Exercise aim:
Please write out the entire habañero salsa text below, word for word.

Selected passage:
## START
C’s Habañero Salsa: This spice goes to eleven…

Such bright, beautiful little peppers...

Such bright, beautiful little peppers…

... and it grows up to become this salsa which will hurt you, but you'll love it anyway - kind of like a dysfunctional relationship.

… and it grows up to become this salsa which will hurt you, but you’ll love it anyway – kind of like a dysfunctional relationship.

Alright, are you ready to have your mind blown? or your mouth? or your stomach? ok, your butt? Well, I guarantee you that this salsa will do at least one of these and hopefully just the first two. Like the tomatillo salsa, this one has become a staple in our household but unlike the tomatillo which you can slather liberally on just about anything, with this salsa, a little dab will do ya (bonus points to anyone who remembers that slogan).  This stuff packs some serious heat so please exercise caution.  But, you have my personal guarantee that with its sunny, bright, citrusy and peppery spice, you’ll have a hard time limiting yourself to just a little dab. It enlivens whatever you put it on. I dare say the word “picquant” is the perfect adjective to describe this salsa.
## END
Data lines:
## START
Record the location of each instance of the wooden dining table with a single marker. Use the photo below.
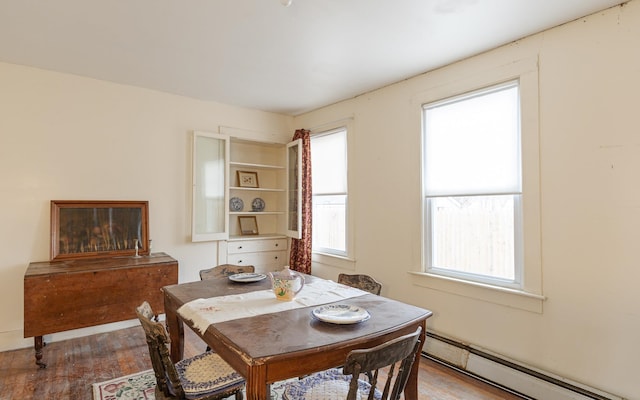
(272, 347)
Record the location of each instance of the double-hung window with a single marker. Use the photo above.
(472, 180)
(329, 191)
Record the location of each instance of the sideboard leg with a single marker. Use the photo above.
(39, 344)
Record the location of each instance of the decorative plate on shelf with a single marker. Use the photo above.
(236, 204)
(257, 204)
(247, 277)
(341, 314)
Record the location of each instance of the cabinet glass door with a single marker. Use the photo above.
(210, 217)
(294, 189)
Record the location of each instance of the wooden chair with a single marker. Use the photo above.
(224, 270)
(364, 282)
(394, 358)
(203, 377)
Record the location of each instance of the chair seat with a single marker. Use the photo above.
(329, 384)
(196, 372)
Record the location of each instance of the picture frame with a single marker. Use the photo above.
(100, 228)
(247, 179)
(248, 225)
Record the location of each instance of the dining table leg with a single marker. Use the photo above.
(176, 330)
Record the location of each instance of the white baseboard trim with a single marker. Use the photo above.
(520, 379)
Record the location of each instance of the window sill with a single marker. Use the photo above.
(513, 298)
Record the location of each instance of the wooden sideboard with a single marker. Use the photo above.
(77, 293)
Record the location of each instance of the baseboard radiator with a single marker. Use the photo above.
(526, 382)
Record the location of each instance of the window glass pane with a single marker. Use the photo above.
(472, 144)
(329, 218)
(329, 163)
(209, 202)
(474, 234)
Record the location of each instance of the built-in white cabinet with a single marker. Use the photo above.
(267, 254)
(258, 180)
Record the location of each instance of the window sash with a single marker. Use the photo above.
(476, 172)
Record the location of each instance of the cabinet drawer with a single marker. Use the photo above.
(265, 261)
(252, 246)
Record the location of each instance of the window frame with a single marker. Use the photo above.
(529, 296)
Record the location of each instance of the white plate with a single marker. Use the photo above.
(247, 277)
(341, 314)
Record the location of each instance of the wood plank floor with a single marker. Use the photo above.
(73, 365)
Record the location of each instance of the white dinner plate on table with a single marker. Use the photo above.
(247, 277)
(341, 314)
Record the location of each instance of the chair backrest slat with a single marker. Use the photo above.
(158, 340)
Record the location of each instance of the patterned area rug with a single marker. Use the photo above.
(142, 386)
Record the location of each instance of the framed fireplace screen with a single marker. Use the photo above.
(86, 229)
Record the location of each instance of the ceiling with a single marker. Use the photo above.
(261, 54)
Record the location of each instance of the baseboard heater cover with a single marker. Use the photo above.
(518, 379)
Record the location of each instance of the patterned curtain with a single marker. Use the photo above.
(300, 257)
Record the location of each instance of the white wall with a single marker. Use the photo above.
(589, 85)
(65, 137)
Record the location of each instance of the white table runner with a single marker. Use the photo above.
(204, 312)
## END
Task output:
C’s Habañero Salsa: This spice goes to eleven…

Such bright, beautiful little peppers...

Such bright, beautiful little peppers…

... and it grows up to become this salsa which will hurt you, but you'll love it anyway - kind of like a dysfunctional relationship.

… and it grows up to become this salsa which will hurt you, but you’ll love it anyway – kind of like a dysfunctional relationship.

Alright, are you ready to have your mind blown? or your mouth? or your stomach? ok, your butt? Well, I guarantee you that this salsa will do at least one of these and hopefully just the first two. Like the tomatillo salsa, this one has become a staple in our household but unlike the tomatillo which you can slather liberally on just about anything, with this salsa, a little dab will do ya (bonus points to anyone who remembers that slogan).  This stuff packs some serious heat so please exercise caution.  But, you have my personal guarantee that with its sunny, bright, citrusy and peppery spice, you’ll have a hard time limiting yourself to just a little dab. It enlivens whatever you put it on. I dare say the word “picquant” is the perfect adjective to describe this salsa.